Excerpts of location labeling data
★ ★ ★

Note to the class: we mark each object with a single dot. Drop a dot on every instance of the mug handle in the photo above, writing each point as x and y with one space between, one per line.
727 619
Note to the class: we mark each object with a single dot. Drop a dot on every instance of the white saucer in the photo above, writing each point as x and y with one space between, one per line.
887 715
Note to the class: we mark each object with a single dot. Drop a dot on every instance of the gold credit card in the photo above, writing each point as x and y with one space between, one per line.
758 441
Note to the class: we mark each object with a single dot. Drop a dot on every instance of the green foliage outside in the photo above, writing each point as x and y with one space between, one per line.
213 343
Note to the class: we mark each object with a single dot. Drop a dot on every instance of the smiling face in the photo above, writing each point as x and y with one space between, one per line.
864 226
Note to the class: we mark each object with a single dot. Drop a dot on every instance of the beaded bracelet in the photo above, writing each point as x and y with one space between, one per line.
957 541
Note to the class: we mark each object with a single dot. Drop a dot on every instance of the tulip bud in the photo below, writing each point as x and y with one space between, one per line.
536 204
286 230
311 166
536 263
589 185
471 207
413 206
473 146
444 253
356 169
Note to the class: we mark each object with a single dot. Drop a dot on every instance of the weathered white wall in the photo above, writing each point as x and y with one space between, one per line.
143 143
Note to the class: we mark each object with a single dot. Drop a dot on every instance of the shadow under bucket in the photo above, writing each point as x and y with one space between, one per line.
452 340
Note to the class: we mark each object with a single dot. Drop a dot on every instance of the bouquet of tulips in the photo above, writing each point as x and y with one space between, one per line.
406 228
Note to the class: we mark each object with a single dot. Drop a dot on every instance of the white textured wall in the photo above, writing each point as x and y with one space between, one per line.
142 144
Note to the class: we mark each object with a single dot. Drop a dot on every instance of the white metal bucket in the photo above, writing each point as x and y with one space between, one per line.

★ ★ ★

WHAT IS ASKED: Can you turn all of the items above into a numbered list with the blank lines dropped?

RIGHT ANSWER:
1. Note to the class: we mark each object with a single dot. Drop a dot on every instance of the mug handle in the photo above, writing each point as x and y with one space between, one per line.
2. 727 619
3. Note to the class: we mark each object with a single dot. Drop a dot on every instance of the white saucer in the photo above, writing each point as x and y with one space between, one per line.
4. 887 715
5. Note to the class: we mark each object with a single dot. Drop a dot on every instance of the gold credit card in the photo above, writing each point as x and y with one space between, one per line.
6. 758 441
7. Note to the class: we mark each object with a single dot. Drop a dot on every instance of the green foliage outside in the photo above, writing each point as x and y with one space between, one per line.
8. 213 343
9. Note to the class: we mark each object with a single dot. Drop a dot on every instance of the smiling face in the photo above, writing each point as x and y with one space between, one per line.
10. 864 226
11. Note to the class: we mark each object with a single dot. Drop a dot on every instance of the beaded bracelet in the photo above, writing each point as x and y with one space between, one per line.
12. 957 541
13. Note to the class: we mark each object with a single dot. Drop a dot on every instance of the tulip bud in the photo below, writing each point as x and y with one space between, one per line.
14. 536 204
15. 286 230
16. 311 166
17. 536 263
18. 589 185
19. 471 207
20. 413 206
21. 473 146
22. 444 253
23. 356 169
24. Note to the class: we mark each object with a single dot. Drop a dot on every instance of the weathered white wall in the photo above, writing each point as x and y with one space between, one per line.
25. 143 143
26. Note to the class: we mark each object with a single dot. Drop a dot on every instance of the shadow under bucket in the photo above, writing each point as x and y with one space between, one per line.
27. 452 340
28. Note to the class: we mark each object with a single dot. Drop a dot on every instance of the bouquet of tulips in the photo above, writing each point as x and y with one space between, one per line.
29. 406 228
30. Note to the class: we mark each object with a single dot. Drop a dot on every instance of the white textured wall in the photo above, writing each point as x and y with one space between, one per line.
31. 142 144
32. Note to the class: we mark each object with a single dot. Drop a dot on every instance of the white metal bucket in the photo above, writing each point as x and y with one space between, one per line.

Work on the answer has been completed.